[start of Given entries]
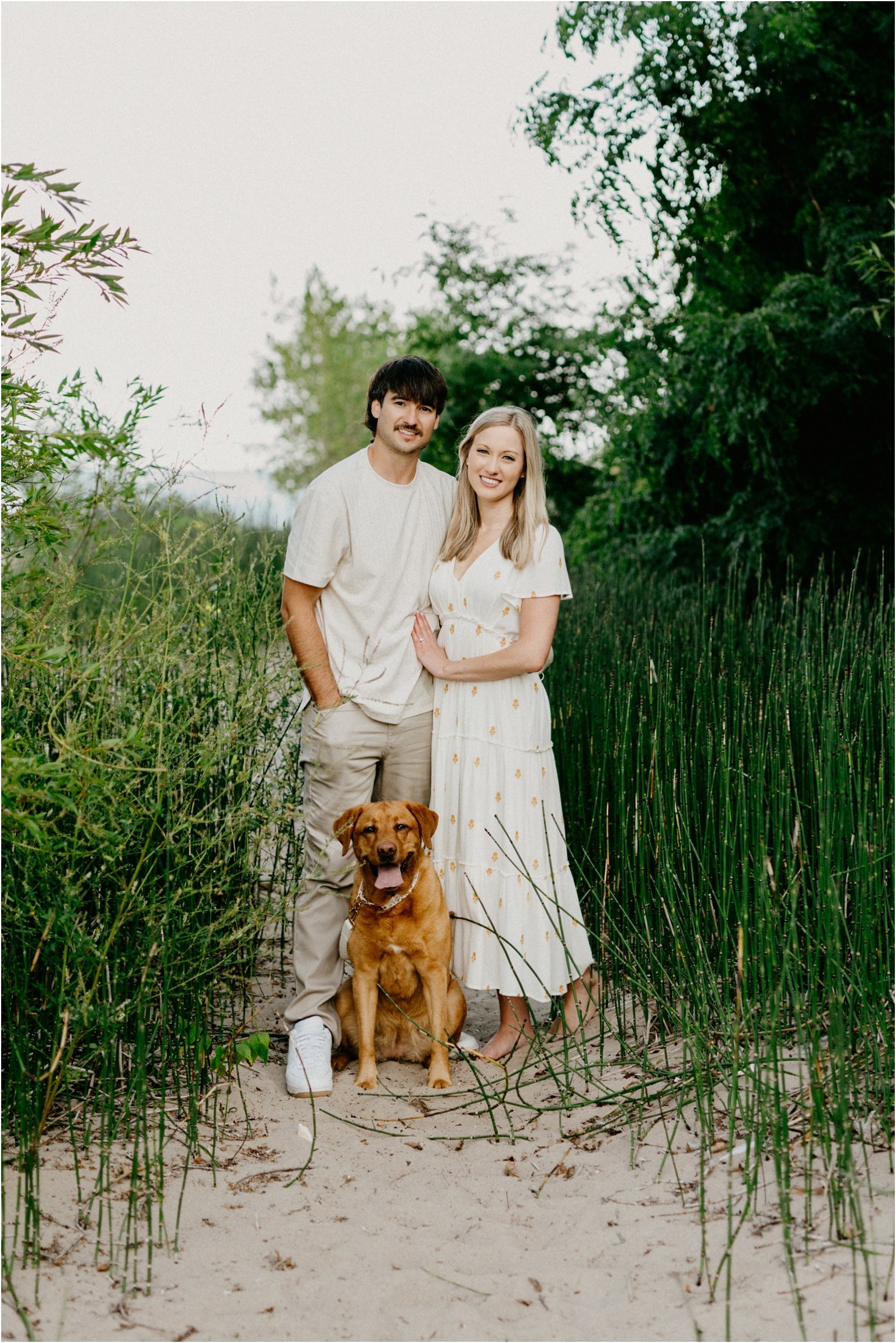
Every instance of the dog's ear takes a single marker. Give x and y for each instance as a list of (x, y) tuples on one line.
[(344, 826), (426, 820)]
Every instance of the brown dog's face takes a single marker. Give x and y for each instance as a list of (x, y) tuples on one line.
[(387, 837)]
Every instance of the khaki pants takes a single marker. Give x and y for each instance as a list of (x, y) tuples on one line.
[(348, 761)]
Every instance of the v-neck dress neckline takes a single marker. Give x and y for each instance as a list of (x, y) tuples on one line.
[(472, 566)]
[end of Given entries]
Requirement | Copy the records word for word, starting at the line that contains "Every instance of the v-neck" and ending at the last line of the records.

Reply to the exercise |
Every instance of the v-neck dress neckline takes a single marker. Give x and y for each instance as a list of (x, y) tuples on one line.
[(472, 566)]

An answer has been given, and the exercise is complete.